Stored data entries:
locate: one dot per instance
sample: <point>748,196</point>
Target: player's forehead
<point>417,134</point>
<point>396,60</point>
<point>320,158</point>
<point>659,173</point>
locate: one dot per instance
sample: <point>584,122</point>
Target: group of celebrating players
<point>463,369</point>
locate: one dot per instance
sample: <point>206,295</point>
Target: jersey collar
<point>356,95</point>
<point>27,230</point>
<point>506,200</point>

**What is needed**
Write out each line of the data above again, exactly as given.

**The output**
locate: one dot per instance
sample: <point>748,196</point>
Target: player's forehead
<point>417,134</point>
<point>396,60</point>
<point>320,158</point>
<point>659,173</point>
locate: one dot per instance
sample: <point>584,122</point>
Target: group of celebrating players
<point>463,369</point>
locate: one dot per instance
sample: <point>206,295</point>
Target: jersey collar
<point>356,95</point>
<point>27,230</point>
<point>506,200</point>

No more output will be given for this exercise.